[Objetivos]
(a) Indique se cada afirmação está de acordo com o trecho sobre as negociações comerciais, respondendo sim ou não e citando as palavras dele que decidem a questão: (i) os europeus aceitaram o modelo proposto para transformar suas tarifas quantitativas; (ii) o debate oficial sobre agricultura foi adiado; (iii) o Quênia pediu que a próxima semana fosse o prazo final para a apresentação de propostas.
(b) Prossiga o trecho sobre as negociações comerciais a partir da última frase apresentada.

O encontro deveria ter iniciado com um debate sobre agricultura. Mas, antes, o grupo dos cinco principais países nas negociações - Brasil, Estados Unidos, Índia, Austrália e UE - reuniu-se para tentar superar as diferenças, sem sucesso. Os europeus se recusaram a aceitar o modelo proposto para transformar suas tarifas quantitativas em taxas sobre o valor dos produtos. Sem essa transparência na cobrança de taxas, não há como avançar para a negociação sobre quanto deve ser o corte de tarifas no futuro. O Brasil acredita que, se não houver solução até a próxima semana, as negociações estarão comprometidas.
Sem acordo com a UE, a solução foi adiar o debate oficial sobre a agricultura para hoje, o que permitirá a participação do chanceler Celso Amorim, que chegou ao Quênia após os debates. A reunião foi então iniciada com o tema de produtos industriais e serviços. Quando o Brasil afirmou que não estava disposto a fazer novas concessões enquanto não houvesse avanços na área agrícola, a UE e outros países ricos se irritaram. "Alguns acham que são a única voz da sabedoria e que podem colocar os demais sob pressão", acusou o Wasescha sobre o Brasil. "A intervenção do Brasil não surpreendeu pelo conteúdo, mas não foi um passo negativo", avaliou um delegado japonês.
DISCÓRDIA
Os desentendimentos foram generalizados ontem no que se refere à redução de taxas para produtos industriais. Brasil, Índia e outros emergentes apresentaram idéias de como fazer o corte, respeitando os países em desenvolvimento. EUA e Europa querem cortes mais profundos. O México apresentou uma terceira oferta. Quem surpreendeu foi o Quênia, com um pedido para que a próxima semana seja estabelecida como prazo final para apresentação de propostas. "Isso é uma piada", reagiu David Spenser, embaixador da Austrália na OMC.

[Linhas extraídas]
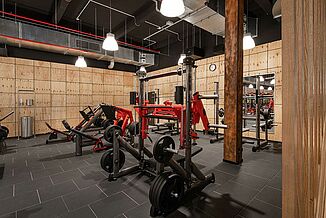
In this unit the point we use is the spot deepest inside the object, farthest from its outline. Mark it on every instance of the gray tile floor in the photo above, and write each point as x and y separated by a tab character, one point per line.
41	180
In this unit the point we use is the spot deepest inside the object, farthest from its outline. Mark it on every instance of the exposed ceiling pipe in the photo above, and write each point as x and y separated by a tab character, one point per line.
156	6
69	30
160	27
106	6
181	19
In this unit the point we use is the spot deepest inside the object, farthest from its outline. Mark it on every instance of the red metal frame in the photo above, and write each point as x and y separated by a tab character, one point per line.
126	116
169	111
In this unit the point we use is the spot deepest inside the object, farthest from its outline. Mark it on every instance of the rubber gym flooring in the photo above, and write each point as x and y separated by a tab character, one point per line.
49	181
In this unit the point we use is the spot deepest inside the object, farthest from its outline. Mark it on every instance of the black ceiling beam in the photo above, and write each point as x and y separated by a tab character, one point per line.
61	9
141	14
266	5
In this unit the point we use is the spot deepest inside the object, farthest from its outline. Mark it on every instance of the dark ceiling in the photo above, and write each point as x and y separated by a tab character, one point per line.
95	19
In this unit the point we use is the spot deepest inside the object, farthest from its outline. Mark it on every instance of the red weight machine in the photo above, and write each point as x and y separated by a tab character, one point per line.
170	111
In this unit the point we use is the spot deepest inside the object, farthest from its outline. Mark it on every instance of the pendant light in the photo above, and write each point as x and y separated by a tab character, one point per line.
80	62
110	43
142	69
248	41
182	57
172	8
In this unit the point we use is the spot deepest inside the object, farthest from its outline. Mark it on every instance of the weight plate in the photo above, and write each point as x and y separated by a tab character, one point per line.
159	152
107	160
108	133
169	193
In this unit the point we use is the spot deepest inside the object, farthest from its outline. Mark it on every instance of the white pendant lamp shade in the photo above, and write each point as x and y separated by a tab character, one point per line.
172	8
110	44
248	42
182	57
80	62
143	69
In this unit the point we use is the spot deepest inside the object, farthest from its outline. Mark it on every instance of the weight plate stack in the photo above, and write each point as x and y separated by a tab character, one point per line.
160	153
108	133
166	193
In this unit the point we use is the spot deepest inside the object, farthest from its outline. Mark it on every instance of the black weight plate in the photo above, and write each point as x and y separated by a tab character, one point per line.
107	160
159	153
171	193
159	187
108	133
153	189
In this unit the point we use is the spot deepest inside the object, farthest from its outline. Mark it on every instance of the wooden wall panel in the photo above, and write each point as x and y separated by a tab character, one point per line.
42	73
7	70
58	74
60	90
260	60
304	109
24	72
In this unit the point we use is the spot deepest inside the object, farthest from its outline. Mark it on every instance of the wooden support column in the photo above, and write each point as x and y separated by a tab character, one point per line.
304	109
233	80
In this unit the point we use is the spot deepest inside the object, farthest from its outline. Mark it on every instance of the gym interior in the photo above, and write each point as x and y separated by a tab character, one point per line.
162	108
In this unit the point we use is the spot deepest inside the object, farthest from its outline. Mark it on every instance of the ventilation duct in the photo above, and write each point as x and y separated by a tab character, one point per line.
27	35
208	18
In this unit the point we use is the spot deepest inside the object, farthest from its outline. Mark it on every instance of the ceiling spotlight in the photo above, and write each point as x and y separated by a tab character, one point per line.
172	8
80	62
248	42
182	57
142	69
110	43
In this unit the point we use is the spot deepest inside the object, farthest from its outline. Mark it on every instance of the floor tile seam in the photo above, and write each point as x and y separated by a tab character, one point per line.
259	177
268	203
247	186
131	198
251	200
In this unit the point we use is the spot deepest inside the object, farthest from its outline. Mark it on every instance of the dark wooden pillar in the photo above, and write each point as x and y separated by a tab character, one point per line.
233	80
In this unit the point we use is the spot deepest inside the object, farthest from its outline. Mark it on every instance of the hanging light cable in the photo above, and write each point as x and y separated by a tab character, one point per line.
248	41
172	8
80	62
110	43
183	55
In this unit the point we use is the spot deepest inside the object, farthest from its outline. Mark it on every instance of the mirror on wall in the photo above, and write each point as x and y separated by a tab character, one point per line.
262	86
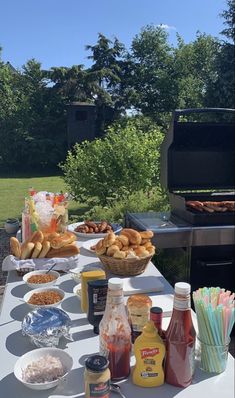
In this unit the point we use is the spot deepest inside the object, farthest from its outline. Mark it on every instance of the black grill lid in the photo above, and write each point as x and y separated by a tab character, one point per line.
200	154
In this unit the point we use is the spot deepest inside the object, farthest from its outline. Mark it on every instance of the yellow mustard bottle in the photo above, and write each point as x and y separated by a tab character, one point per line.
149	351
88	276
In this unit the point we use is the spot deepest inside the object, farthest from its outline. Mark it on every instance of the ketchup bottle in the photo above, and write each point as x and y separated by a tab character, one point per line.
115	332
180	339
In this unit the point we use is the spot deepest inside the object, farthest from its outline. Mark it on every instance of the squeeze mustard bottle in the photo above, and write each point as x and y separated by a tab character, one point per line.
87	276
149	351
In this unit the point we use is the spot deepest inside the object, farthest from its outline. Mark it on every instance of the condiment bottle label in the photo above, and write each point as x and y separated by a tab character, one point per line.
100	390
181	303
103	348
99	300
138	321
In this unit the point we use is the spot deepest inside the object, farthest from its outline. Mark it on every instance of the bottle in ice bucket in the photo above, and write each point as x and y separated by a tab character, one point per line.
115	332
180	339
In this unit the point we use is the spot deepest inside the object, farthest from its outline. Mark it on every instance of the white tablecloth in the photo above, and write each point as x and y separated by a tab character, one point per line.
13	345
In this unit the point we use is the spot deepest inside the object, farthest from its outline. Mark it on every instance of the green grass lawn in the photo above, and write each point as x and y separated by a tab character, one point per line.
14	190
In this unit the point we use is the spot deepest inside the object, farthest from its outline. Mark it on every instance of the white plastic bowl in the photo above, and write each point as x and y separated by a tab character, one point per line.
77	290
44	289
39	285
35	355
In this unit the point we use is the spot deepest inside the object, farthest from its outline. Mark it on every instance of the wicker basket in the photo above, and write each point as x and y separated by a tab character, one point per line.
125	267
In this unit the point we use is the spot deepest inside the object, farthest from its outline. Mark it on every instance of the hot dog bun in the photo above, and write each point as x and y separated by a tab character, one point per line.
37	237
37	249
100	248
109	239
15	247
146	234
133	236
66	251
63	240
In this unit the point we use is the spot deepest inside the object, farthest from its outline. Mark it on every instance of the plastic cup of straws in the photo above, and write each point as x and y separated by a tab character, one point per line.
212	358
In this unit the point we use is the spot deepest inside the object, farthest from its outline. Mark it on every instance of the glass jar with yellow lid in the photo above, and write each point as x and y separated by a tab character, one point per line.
==
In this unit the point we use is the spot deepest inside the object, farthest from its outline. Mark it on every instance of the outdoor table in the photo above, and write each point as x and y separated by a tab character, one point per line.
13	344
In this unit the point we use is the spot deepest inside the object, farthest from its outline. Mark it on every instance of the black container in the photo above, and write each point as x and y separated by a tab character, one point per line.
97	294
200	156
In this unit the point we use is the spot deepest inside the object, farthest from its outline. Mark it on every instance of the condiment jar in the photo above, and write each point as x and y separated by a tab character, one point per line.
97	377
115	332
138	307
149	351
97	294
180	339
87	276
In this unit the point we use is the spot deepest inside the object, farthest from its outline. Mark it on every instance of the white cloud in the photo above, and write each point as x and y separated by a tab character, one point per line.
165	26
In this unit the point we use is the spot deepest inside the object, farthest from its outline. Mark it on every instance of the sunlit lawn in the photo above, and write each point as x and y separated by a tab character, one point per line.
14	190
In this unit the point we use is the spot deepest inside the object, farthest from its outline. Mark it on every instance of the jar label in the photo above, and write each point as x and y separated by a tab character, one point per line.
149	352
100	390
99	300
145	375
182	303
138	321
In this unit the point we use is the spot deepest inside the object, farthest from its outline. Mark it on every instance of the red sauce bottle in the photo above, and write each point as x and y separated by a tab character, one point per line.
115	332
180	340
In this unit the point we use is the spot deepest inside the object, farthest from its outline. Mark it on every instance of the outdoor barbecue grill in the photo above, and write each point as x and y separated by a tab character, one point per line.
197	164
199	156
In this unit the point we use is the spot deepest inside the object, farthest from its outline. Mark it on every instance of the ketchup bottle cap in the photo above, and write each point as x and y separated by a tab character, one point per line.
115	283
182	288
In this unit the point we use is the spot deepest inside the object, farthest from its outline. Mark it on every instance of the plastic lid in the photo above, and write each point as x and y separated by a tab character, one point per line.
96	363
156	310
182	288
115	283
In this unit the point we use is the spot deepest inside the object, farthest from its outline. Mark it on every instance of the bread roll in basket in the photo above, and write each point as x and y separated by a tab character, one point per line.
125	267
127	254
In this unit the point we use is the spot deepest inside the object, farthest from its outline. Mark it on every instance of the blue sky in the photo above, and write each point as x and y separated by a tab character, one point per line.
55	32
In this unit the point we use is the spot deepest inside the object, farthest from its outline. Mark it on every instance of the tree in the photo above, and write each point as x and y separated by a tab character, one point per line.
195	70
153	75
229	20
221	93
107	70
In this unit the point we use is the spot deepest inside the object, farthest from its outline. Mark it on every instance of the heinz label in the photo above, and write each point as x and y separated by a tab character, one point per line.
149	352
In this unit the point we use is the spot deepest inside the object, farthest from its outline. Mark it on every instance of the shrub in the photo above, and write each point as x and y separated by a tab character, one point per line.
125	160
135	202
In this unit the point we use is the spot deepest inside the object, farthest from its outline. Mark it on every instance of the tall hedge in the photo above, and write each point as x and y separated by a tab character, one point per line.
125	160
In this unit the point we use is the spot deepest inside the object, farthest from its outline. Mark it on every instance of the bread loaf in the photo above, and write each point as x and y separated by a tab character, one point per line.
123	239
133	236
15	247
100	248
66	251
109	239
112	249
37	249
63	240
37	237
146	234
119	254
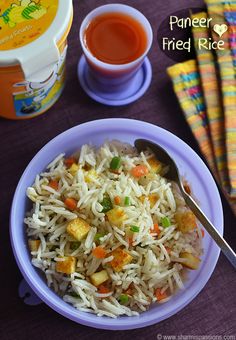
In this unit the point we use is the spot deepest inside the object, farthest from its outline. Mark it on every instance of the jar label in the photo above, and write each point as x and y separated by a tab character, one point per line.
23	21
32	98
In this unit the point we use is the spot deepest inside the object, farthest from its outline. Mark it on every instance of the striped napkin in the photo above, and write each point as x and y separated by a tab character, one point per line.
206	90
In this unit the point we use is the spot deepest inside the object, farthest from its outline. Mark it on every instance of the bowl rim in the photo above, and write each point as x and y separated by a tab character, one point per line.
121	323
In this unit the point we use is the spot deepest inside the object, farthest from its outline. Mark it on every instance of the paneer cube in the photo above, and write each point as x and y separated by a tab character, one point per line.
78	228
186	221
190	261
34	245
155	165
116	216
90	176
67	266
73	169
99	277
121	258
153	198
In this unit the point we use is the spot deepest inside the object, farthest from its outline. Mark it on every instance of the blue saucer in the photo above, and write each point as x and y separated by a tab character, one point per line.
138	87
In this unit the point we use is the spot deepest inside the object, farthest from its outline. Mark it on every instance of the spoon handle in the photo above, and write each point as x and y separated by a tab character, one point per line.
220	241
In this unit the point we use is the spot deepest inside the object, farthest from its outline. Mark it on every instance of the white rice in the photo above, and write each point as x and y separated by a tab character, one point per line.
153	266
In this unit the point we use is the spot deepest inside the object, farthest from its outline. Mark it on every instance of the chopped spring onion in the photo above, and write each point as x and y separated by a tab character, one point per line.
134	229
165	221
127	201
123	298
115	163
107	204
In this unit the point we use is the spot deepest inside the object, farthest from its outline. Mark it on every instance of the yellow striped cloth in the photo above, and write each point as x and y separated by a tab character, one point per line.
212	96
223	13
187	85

[Respostas em ordem]
(a)
(i) Não: "Os europeus se recusaram a aceitar o modelo proposto para transformar suas tarifas quantitativas em taxas sobre o valor dos produtos."
(ii) Sim: "a solução foi adiar o debate oficial sobre a agricultura para hoje"
(iii) Sim: "com um pedido para que a próxima semana seja estabelecida como prazo final para apresentação de propostas"

(b)
Tensa, a reunião acabou com diplomatas se acusando mutuamente. E bem que o diretor-geral da OMC, Supachai Panitchpakdi, pediu a colaboração de todos. "Precisamos de liderança política", disse o tailandês, antes de começar a reunião. Hoje, os governos têm outra oportunidade de sair do Quênia com pelo menos uma orientação política sobre como devem se comportar os negociadores nas próximas semanas em Genebra.
PROTESTO
Enquanto os países não se entendiam, manifestantes quenianos tentavam organizar protestos pela cidade. Uma passeata antiglobalização que prometia ser pacífica acabou em enfrentamento com a polícia e prisão de 41 pessoas.
Segundo os organizadores da reunião da OMC, a delegação brasileira é uma das maiores, com 42 integrantes. A explicação do Itamaraty é que grande parte deles participará do restante da viagem que o chanceler Amorim fará pela África nos próximos 10 dias.